■ TASK INSTRUCTIONS ■
Print the data exactly as it is given, please.

■ RECORDS FOR THE TASK ■

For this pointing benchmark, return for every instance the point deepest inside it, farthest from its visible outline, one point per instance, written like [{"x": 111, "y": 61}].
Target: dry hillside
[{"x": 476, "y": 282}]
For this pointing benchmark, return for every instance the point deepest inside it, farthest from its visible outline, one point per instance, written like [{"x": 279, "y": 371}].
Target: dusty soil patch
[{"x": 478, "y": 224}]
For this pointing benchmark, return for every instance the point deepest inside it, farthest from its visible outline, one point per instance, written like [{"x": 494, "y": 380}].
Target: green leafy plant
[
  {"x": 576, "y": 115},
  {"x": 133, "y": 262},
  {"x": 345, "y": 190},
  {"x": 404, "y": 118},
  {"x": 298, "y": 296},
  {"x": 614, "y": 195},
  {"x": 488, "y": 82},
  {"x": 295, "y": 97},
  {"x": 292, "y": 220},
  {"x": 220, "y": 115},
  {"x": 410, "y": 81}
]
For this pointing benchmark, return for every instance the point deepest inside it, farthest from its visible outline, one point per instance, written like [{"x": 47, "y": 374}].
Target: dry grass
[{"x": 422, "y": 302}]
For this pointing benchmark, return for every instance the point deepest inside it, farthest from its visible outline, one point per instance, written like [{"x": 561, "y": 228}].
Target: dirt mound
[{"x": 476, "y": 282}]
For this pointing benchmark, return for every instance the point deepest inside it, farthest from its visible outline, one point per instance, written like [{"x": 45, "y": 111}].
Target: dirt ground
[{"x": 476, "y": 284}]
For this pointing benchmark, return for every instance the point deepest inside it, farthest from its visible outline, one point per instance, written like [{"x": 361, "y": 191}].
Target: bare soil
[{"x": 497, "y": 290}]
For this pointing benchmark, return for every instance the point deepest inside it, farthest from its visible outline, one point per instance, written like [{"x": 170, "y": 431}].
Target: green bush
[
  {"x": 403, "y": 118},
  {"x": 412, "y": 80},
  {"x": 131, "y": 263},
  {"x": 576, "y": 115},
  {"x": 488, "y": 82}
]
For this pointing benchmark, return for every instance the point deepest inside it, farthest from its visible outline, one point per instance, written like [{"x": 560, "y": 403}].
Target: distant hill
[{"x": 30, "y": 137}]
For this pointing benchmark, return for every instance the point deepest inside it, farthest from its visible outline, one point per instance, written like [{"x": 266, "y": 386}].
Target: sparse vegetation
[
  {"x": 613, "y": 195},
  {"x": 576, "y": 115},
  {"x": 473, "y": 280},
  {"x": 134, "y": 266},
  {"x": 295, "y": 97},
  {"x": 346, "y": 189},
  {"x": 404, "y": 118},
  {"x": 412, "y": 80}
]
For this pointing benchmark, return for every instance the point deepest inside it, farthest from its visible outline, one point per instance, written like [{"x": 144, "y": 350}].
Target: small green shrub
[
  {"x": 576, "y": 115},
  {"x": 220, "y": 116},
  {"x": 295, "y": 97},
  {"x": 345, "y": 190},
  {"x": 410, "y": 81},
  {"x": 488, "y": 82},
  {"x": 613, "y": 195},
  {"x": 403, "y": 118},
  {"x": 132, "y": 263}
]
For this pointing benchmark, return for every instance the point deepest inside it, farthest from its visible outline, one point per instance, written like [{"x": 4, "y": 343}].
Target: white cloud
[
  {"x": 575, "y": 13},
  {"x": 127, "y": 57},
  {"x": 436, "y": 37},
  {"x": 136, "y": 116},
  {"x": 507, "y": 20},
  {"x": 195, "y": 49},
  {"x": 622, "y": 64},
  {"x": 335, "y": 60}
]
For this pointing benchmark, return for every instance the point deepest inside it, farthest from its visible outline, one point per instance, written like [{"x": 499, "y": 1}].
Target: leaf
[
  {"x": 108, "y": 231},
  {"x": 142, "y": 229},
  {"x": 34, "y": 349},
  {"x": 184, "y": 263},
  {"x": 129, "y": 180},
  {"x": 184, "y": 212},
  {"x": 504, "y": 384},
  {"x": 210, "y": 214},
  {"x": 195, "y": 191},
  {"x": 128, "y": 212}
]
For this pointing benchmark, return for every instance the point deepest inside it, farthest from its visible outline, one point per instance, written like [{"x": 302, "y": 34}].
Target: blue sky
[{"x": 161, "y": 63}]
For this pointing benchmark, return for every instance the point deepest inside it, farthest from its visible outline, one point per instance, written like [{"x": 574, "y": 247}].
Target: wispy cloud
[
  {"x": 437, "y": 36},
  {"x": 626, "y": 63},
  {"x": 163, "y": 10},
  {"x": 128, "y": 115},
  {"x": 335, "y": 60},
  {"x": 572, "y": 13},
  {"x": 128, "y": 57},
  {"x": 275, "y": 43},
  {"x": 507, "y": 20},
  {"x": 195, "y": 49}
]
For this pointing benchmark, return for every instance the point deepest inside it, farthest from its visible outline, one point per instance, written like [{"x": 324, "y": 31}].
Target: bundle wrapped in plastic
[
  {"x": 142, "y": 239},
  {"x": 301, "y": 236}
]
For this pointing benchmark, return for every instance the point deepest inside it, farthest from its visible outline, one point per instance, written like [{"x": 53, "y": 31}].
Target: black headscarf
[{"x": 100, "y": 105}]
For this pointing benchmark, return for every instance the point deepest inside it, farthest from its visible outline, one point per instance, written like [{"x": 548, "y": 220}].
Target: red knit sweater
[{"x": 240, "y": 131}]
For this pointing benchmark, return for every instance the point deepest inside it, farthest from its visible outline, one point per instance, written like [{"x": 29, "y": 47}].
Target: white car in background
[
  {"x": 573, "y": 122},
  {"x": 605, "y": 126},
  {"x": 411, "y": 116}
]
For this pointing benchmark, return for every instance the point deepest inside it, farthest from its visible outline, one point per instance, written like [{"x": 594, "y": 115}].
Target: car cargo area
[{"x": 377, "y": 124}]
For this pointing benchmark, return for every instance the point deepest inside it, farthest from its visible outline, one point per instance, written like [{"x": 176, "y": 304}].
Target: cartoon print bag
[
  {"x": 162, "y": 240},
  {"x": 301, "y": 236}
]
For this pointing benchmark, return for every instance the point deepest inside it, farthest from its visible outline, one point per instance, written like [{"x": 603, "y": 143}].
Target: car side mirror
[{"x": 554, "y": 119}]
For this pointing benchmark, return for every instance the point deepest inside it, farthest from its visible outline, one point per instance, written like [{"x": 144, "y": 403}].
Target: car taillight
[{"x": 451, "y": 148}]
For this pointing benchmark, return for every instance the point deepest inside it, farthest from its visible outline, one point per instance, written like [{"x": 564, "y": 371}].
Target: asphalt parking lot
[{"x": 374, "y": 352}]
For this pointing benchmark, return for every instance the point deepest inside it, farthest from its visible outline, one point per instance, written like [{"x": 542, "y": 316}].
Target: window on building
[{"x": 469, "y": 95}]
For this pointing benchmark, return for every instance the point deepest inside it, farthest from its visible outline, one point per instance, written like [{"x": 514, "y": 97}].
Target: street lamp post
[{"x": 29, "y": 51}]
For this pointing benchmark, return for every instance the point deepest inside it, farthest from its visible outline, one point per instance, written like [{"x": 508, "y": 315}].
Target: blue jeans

■ EXERCISE RESPONSE ■
For this pointing benchmark, return for every instance the point deepest inside it, farthest from its visible outline, one point per instance, written like [{"x": 111, "y": 61}].
Target: dry hillside
[{"x": 476, "y": 282}]
For this pointing benchmark, return for every instance the point deepest inside it, farthest from its visible outline, one point per instance, written like [{"x": 279, "y": 371}].
Target: dusty soil patch
[{"x": 478, "y": 224}]
For this pointing benchmark, return for every instance the point deepest inside it, farthest from its visible outline, one point per instance, written like [{"x": 494, "y": 380}].
Target: green leafy plant
[
  {"x": 576, "y": 115},
  {"x": 133, "y": 262},
  {"x": 345, "y": 190},
  {"x": 404, "y": 118},
  {"x": 298, "y": 296},
  {"x": 614, "y": 195},
  {"x": 488, "y": 82},
  {"x": 295, "y": 97},
  {"x": 292, "y": 220},
  {"x": 220, "y": 115},
  {"x": 410, "y": 81}
]
For this pointing benchmark, return for every instance the point deepest inside it, farthest from its visible outline, one point per instance, written like [{"x": 47, "y": 374}].
Target: dry grass
[{"x": 422, "y": 302}]
For this pointing benchmark, return for every instance the point deepest inside it, farthest from its visible outline, one point per instance, written like [{"x": 561, "y": 228}].
Target: dirt mound
[{"x": 476, "y": 282}]
For this pointing benchmark, return for every instance the point deepest inside it, farthest from its visible outline, one point per instance, written like [{"x": 45, "y": 111}].
Target: dirt ground
[{"x": 476, "y": 284}]
For this pointing benchmark, return for every instance the point deepest inside it, farthest from its visible outline, one point per instance, written like [{"x": 361, "y": 191}].
Target: bare soil
[{"x": 497, "y": 290}]
For this pointing benchmark, return for every instance the point deepest inside it, farthest from its visible outline, one point per instance, written like [{"x": 170, "y": 431}].
Target: green bush
[
  {"x": 403, "y": 118},
  {"x": 412, "y": 80},
  {"x": 131, "y": 263},
  {"x": 576, "y": 115},
  {"x": 488, "y": 82}
]
For this pointing benchmark, return for every instance the point deepest inside it, farthest from its visible outline, one point per instance, written like [{"x": 560, "y": 403}].
Target: distant hill
[{"x": 30, "y": 137}]
For this pointing benchmark, return for every instance the point deepest inside it, farthest from its visible outline, one point per instance, written like [{"x": 266, "y": 386}].
Target: sparse vegetation
[
  {"x": 613, "y": 195},
  {"x": 576, "y": 115},
  {"x": 473, "y": 280},
  {"x": 134, "y": 266},
  {"x": 295, "y": 97},
  {"x": 346, "y": 189},
  {"x": 404, "y": 118},
  {"x": 412, "y": 80}
]
For this pointing benchmark, return for every instance the point deepest inside it, farthest from its visible outline, one point per instance, written like [{"x": 144, "y": 350}].
Target: small green shrub
[
  {"x": 576, "y": 115},
  {"x": 220, "y": 116},
  {"x": 295, "y": 97},
  {"x": 345, "y": 190},
  {"x": 410, "y": 81},
  {"x": 488, "y": 82},
  {"x": 613, "y": 195},
  {"x": 403, "y": 118},
  {"x": 132, "y": 263}
]
For this pointing benchmark, return for every instance the point deepest inside it, farthest from its visible outline, one point per instance, written like [{"x": 4, "y": 343}].
Target: white cloud
[
  {"x": 575, "y": 13},
  {"x": 127, "y": 57},
  {"x": 436, "y": 37},
  {"x": 136, "y": 116},
  {"x": 507, "y": 20},
  {"x": 195, "y": 49},
  {"x": 622, "y": 64},
  {"x": 335, "y": 60}
]
For this pointing benchmark, return for every instance the point deepest inside it, farthest from its visible outline, one point per instance, written like [{"x": 499, "y": 1}].
Target: leaf
[
  {"x": 108, "y": 231},
  {"x": 142, "y": 229},
  {"x": 34, "y": 349},
  {"x": 184, "y": 263},
  {"x": 129, "y": 180},
  {"x": 184, "y": 212},
  {"x": 504, "y": 384},
  {"x": 210, "y": 214},
  {"x": 195, "y": 191},
  {"x": 128, "y": 212}
]
For this pointing benchmark, return for every instance the point deepest inside it, farthest from its visible outline, one point per instance, written like [{"x": 302, "y": 34}].
Target: blue sky
[{"x": 161, "y": 63}]
For this pointing benchmark, return for every instance the point deepest inside it, farthest from its visible outline, one point per instance, written like [{"x": 574, "y": 247}].
Target: wispy cloud
[
  {"x": 437, "y": 36},
  {"x": 626, "y": 63},
  {"x": 163, "y": 10},
  {"x": 128, "y": 115},
  {"x": 335, "y": 60},
  {"x": 572, "y": 13},
  {"x": 128, "y": 57},
  {"x": 275, "y": 43},
  {"x": 507, "y": 20},
  {"x": 195, "y": 49}
]
For this pointing benchmark, return for every instance the point deepest inside it, farthest from its visible outline, one point per instance, written like [{"x": 324, "y": 31}].
Target: bundle wrapped in plastic
[
  {"x": 142, "y": 239},
  {"x": 301, "y": 236}
]
For this pointing benchmark, return for every instance the point deepest inside it, farthest from its visible outline, one point per instance, written like [{"x": 53, "y": 31}].
Target: black headscarf
[{"x": 100, "y": 105}]
For this pointing benchmark, return for every instance the point deepest inside it, farthest from its visible outline, one point per instance, written like [{"x": 548, "y": 220}].
Target: red knit sweater
[{"x": 240, "y": 131}]
For this pointing benchmark, return for every instance the point deepest inside it, farthest from its visible outline, one point per instance, written like [{"x": 29, "y": 47}].
Target: white car in background
[
  {"x": 573, "y": 122},
  {"x": 605, "y": 126},
  {"x": 411, "y": 116}
]
For this pointing benchmark, return for every instance the point deepest inside it, farthest from its visible outline, one point per instance, written like [{"x": 594, "y": 115}].
Target: car cargo area
[{"x": 377, "y": 124}]
For this pointing benchmark, return for every instance the point deepest inside it, farthest from its visible outline, one point per instance, written like [{"x": 176, "y": 304}].
Target: cartoon print bag
[
  {"x": 162, "y": 240},
  {"x": 301, "y": 236}
]
For this pointing benchmark, return for every instance the point deepest inside it, farthest from its visible outline, one point per instance, written like [{"x": 603, "y": 143}].
Target: car side mirror
[{"x": 554, "y": 119}]
For this pointing benchmark, return for every instance the point deepest inside it, farthest from its visible outline, one point per instance, written like [{"x": 144, "y": 403}].
Target: car taillight
[{"x": 451, "y": 148}]
For this pointing benchmark, return for every instance the point deepest inside it, farthest from its visible outline, one point per instance, written like [{"x": 564, "y": 371}].
Target: asphalt parking lot
[{"x": 374, "y": 352}]
For this pointing benchmark, return for every instance the point deepest inside it, farthest from its visible outline, one point per instance, written like [{"x": 542, "y": 316}].
Target: window on building
[{"x": 469, "y": 95}]
For this pointing benchmark, return for every instance the point deepest inside it, farthest from its visible outline, one point per instance, written like [{"x": 514, "y": 97}].
Target: street lamp post
[{"x": 29, "y": 51}]
For this pointing benchmark, return for every instance the point deepest inside it, farthest from its visible outline, one point per instance, written like [{"x": 508, "y": 315}].
Target: blue jeans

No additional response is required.